• Detalhes do problema: Filtre a listagem abaixo e copie cada linha que contém a palavra "dense", diferenciando maiúsculas de minúsculas.

• Listagem fornecida:
-=-=-

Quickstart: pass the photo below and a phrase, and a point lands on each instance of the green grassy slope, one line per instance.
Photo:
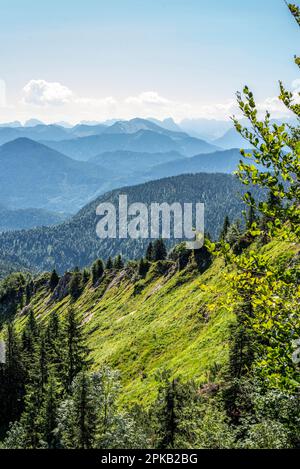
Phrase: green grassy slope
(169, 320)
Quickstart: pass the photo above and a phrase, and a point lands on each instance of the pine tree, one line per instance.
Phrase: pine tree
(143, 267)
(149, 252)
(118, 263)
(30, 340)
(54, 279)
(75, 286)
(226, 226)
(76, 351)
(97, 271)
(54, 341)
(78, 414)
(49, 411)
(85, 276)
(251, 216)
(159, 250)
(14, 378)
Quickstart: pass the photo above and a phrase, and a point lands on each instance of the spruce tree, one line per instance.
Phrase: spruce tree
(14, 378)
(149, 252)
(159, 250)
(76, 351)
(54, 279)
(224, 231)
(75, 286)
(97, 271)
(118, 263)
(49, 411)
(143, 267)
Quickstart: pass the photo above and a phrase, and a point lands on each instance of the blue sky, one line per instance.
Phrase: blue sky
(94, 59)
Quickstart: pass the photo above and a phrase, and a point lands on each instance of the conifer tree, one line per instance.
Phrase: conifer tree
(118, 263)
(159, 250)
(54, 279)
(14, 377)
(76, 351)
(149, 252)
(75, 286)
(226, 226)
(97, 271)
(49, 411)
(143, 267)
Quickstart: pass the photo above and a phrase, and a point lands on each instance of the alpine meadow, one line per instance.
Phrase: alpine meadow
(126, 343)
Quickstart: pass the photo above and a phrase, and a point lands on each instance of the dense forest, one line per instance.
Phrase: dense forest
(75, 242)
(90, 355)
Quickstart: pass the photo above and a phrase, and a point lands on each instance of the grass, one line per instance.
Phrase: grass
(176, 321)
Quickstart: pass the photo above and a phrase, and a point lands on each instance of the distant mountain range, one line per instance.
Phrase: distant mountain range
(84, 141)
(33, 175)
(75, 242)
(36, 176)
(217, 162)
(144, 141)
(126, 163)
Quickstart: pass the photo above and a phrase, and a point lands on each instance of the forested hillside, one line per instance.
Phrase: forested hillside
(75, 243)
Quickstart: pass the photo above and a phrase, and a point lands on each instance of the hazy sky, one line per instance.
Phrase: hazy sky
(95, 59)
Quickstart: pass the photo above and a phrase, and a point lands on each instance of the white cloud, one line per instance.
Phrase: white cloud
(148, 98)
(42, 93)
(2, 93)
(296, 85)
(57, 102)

-=-=-

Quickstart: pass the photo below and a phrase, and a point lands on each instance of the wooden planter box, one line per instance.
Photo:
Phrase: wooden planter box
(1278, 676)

-=-=-

• Solução do problema:
Quickstart: pass the photo above and a phrase, and a point lands on each instance of the dense forest, one line per instance.
Phrase: dense forest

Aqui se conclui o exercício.